READING TEXT:
--------------------------------------------------

Right ventricular (RV) function is a strong predictor of patient outcome after cardiac surgery. Limited studies have compared the predictive value of RV global longitudinal strain (RV-GLS) with tricuspid annular plane systolic excursion (TAPSE) and RV fractional area change (RVFAC) in this setting.
The study included 250 patients (66 ± 13 years old, LVEF = 52% ± 12%) referred for cardiac surgery (EuroSCORE-II = 4.8% ± 8.0%). RV function before surgery was assessed by RV-GLS by using speckle-tracking analysis (3-segment from the RV free wall), RVFAC and TAPSE was compared with postoperative outcome defined by 1-month mortality.
Overall, 19 patients (7.6%) had RVFAC < 35%, 34 (13.6%) had TAPSE < 16 mm, and 99 (39.6%) had impaired RV-GLS > −21% (35% with normal RVFAC ≥ 35%). Postoperative death ( n = 25) was higher in patients with abnormal RV-GLS > −21% (22% vs 3%; P < .0001), TAPSE < 16 mm (24% vs 8%; P = .007), and RVFAC < 35% (32% vs 9%; P = .001). Mortality was 3% in patients with preserved RV-GLS. In patients with preserved RVFAC ≥ 35% but abnormal RV-GLS, mortality was similar to that of those with RVFAC < 35% (20% vs 32%; P = .12). Among RV systolic indexes, only RV-GLS was associated with patient outcome by multivariate analysis adjusted to EuroSCORE-II and cardiopulmonary bypass duration.
RV-GLS is a sensitive marker of RV dysfunction and correlates with postoperative mortality.
Postoperative mortality risk is determinant in the decision to refer patients for cardiac surgery. Current guidelines recommend the use of surgery risk scores, such as the logistic EuroSCORE to predict mortality after cardiac surgery. These risk scores only include left ventricular systolic function in the risk assessment, whereas, in clinical practice, both right ventricular (RV) and left ventricular (LV) systolic function are considered in the decision to refer patients for cardiac surgery. The impact of RV function on postoperative outcome has been reported in previous studies, which mainly used RV fractional area change (RVFAC) to quantify RV function. RVFAC provides a global assessment of RV function but may be less sensitive than longitudinal RV markers to detect early RV dysfunction. Recent studies demonstrated that longitudinal markers, i.e., tricuspid annular plane systolic excursion (TAPSE), peak systolic tricuspid annular velocity by tissue Doppler imaging (TDI) and, more recently, RV-global longitudinal strain (RV-GLS) by speckle-tracking may be superior to RVFAC in predicting outcome of a patient with heart failure. In the present study, we compared the accuracy of RV systolic function indexes for the assessment of patient outcome after cardiac surgery.

--------------------------------------------------

MATERIAL PROVIDED:
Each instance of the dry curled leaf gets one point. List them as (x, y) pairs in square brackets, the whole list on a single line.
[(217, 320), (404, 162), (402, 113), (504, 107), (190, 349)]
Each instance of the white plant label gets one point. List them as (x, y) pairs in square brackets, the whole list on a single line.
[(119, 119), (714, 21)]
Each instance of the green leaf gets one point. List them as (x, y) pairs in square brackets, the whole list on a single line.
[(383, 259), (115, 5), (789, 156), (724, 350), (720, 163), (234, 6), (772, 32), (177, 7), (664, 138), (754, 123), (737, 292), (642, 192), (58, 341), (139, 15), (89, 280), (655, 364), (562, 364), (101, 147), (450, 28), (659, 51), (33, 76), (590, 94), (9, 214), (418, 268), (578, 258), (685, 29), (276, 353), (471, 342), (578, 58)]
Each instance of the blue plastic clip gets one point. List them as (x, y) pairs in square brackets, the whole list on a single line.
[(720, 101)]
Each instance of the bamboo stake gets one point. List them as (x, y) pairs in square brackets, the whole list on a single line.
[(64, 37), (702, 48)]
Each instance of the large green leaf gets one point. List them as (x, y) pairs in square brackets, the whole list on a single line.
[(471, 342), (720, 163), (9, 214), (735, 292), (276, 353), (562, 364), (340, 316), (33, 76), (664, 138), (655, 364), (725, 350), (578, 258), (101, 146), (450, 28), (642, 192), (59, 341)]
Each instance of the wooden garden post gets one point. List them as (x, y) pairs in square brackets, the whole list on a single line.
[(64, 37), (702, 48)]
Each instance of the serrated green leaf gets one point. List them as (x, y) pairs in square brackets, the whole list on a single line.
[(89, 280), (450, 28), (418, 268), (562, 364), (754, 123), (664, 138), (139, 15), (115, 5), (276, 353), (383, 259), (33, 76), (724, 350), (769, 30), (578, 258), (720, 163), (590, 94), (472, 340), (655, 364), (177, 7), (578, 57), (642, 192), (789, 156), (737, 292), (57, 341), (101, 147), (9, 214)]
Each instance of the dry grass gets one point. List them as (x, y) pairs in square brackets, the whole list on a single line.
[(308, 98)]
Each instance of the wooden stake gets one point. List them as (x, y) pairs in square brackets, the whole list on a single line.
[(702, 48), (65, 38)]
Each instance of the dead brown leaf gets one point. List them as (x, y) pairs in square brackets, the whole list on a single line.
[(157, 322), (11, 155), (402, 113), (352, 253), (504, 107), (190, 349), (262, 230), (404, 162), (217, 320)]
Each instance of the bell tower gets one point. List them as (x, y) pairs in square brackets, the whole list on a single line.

--------------------------------------------------

EXERCISE TASKS:
A. State whether each of the following statements agrees with the passage on right ventricular function, answering yes or no and quoting the deciding words of the passage. (i) The study included 250 patients. (ii) Mortality was 8% in patients with preserved RV-GLS. (iii) The logistic EuroSCORE includes right ventricular function in its risk assessment.
B. Continue the passage on right ventricular function from its final sentence.
The entries above have no connection to the passage on right ventricular function.

ANSWERS IN ORDER:
A.
(i) Yes: "The study included 250 patients"
(ii) No: "Mortality was 3% in patients with preserved RV-GLS."
(iii) No: "These risk scores only include left ventricular systolic function in the risk assessment"

B.
This retrospective study included 250 consecutive patients (mean [SD], 66 ± 13 years) referred with a comprehensive echocardiography that included a modified 4C view for an RV function study. These patients were selected among the 467 patients referred for cardiac surgery from November 2010 to November 2011. Overall, 200 patients were previously included in a recent published study ( n = 425) that aimed to demonstrate the impact of LV longitudinal global strain on the postoperative outcome. The protocol only included patients referred for mitral and/or aortic valve surgery and those candidates for coronary artery bypass graft (CABG). Patients referred for cardiac tumor resection, isolated or associated severe tricuspid regurgitation ( n = 18), tamponade, cardiac transplantation, or assistance for end-stage heart failure were excluded because the postoperative outcome of this population cannot be assimilated to the remaining cohort. All the patients provided written informed consent approved by our local ethics committee.
All data were acquired before surgery by using a commercially available Vivid 7 system (GE Vingmed, Horton, Norway), and analysis was performed offline by using Echo-PAC software (GE Vingmed, Horton, Norway). Comprehensive transthoracic echocardiography included LV apical views (4C, 2C, 3C) and a modified 4C view with a high frame rate (mean, 74 ± 17) for RV strain quantification. All measurements were performed offline by an experienced investigator (J.T.), blinded to postoperative outcome. LV volumes and LV ejection fraction (LVEF) were computed by using Simpson biplane method from 2C and 4C apical views. Systolic pulmonary arterial pressure was computed by using a conventional Doppler method from the tricuspid regurgitation. Tricuspid annular plane systolic excursion (TAPSE) was measured from 4C apical view by using M-mode. RV fractional area change (RVFAC) was calculated from 4C apical view by using the conventional formula, i.e., ([end-diastolic area – end-systolic area]/end-diastolic area). According to recent guidelines, RV systolic dysfunction was defined by TAPSE < 16 mm, RVFAC < 35%. RV global longitudinal strain (RV-GLS) was computed from the 4C modified apical view focused on the RV free wall by using two-dimensional speckle-tracking software (automated function imaging, EchoPAC; GE Vingmed).
Briefly, after manual initialization of the end-systolic endocardial border, the region of interest was automatically positioned to track frame by frame the RV free wall throughout the cardiac cycle. The endocardial contour and width were manually adjusted when necessary to provide optimal tracking. RV-GLS was calculated by averaging only strain curves from the RV free wall (3-segment model) to avoid interaction with LV function. According to a previous study, RVGLS > −21% was used to define RV dysfunction. The study was performed in a blinded fashion because RV strain and RVFAC were not included in the echocardiography report.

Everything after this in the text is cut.